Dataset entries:
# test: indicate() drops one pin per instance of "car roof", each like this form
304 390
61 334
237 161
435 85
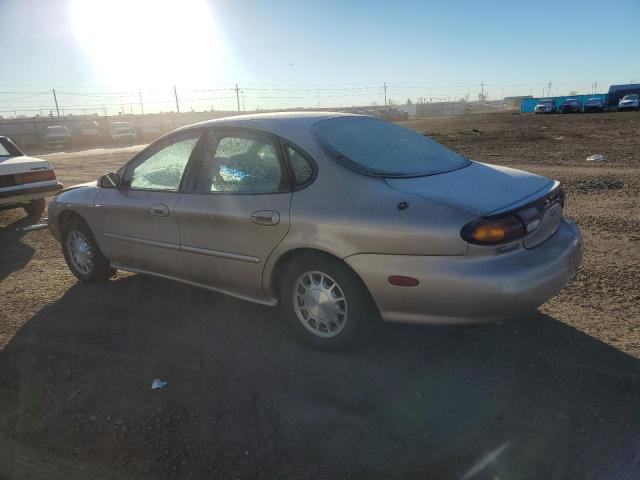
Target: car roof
274 121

Instructions to follow
Pictures do not belong in the copy. Output all of the records exactly.

Answer to the problem
# test: indicate() drops one pin per instance of "car roof", each like this form
304 390
61 334
237 161
435 85
Target: car roof
274 121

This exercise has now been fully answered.